§ Your task:
Swap "lamp post" for "street light" in the listing, from the line containing "of the modern" through the end of the listing, and give that part again with nothing else changed. Leave the pictures out of your answer.

Data excerpts start

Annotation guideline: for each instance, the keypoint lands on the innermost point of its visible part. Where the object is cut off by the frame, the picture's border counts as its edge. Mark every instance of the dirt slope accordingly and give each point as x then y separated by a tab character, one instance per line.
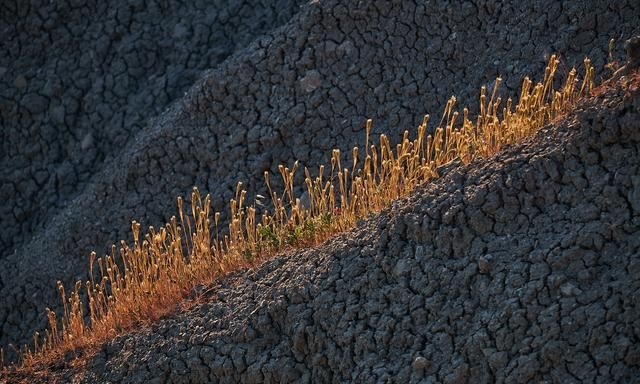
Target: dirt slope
73	181
523	268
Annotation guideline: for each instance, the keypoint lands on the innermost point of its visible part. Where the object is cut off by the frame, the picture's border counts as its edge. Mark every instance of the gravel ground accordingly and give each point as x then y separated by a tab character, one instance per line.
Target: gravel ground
109	112
523	268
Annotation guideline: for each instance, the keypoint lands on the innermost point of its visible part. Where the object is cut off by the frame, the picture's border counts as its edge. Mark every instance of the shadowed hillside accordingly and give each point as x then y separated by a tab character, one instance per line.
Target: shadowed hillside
522	268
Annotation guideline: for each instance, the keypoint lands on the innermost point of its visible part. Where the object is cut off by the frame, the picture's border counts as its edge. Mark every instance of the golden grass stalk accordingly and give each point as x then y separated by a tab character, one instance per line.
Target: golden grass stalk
144	280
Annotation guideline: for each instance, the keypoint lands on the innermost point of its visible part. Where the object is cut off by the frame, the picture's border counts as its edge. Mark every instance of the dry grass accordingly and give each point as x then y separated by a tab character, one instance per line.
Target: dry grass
140	282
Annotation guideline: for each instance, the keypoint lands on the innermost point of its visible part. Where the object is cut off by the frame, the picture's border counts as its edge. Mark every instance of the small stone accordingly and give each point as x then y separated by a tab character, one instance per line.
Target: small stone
402	267
87	142
421	363
20	82
569	289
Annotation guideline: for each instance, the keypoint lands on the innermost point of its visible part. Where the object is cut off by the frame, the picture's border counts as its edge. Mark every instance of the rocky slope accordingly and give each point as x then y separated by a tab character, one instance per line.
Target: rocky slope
522	268
81	82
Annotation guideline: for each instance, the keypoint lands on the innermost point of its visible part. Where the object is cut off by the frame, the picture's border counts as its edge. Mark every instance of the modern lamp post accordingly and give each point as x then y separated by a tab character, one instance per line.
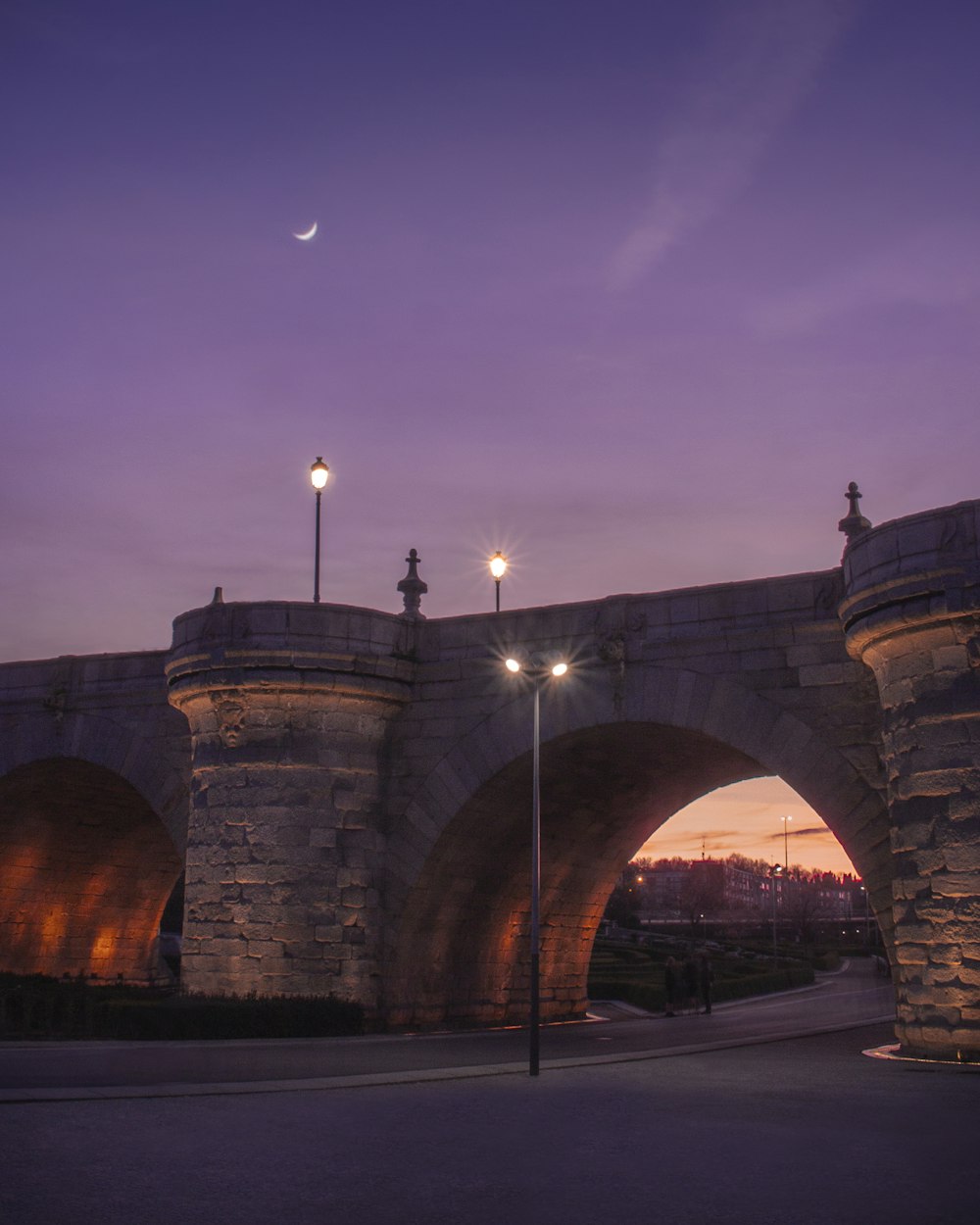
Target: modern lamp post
538	669
498	568
318	474
785	842
775	871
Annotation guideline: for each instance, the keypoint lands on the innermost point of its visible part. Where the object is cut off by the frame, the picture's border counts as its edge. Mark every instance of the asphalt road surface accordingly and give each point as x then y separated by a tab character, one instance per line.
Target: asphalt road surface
793	1131
50	1069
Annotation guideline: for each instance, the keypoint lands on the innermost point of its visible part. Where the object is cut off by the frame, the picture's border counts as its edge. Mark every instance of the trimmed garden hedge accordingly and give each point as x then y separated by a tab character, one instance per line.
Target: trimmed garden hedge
50	1008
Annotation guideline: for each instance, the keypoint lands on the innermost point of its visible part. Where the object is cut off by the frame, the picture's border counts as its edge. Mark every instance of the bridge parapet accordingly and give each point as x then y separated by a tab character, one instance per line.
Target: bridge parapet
911	612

Data excerpts end

§ Completed task:
Annotation guideline: for each instance, the keypoint lands on the innermost point of its visible part. Where the object is cut off by the frame, the picture's border counts as its edge. Mark every instance of the modern street light accordingly and give each point as x then y separated by a tab character, one instance per line.
Target: modern street light
538	669
498	568
318	474
785	842
775	871
Annotation guideline: for each instance, the keypoint lands on the innermost point of its visible part. Where the object is cut off by the frame, the picture's border counts as its edge. Mark every instance of the asphalt road surface accordingly and give each point as x then y separated by a tab character, one instance per line.
Target: asphalt road surface
793	1131
50	1069
Annotation guideline: for each instance, the keypoint lands on the innermost point of its visible part. Where the object is cut off by the frame, the picture's border counts as its edge. Mark every instance of the trimmed garden hedge accordingly and give each point as x then y separated by a tab character, one instance per line.
Target: trimmed garden hedge
50	1008
Annotation guideline: for each instance, the keypoint lands on the innermost point of its visible part. Where the object is cut off by the frame, the picture's border counts as its edge. Mark every instance of the bridge parapet accordingly and give each point as x then y separated by a tab character, one instance per line.
Target: bridge parapet
911	612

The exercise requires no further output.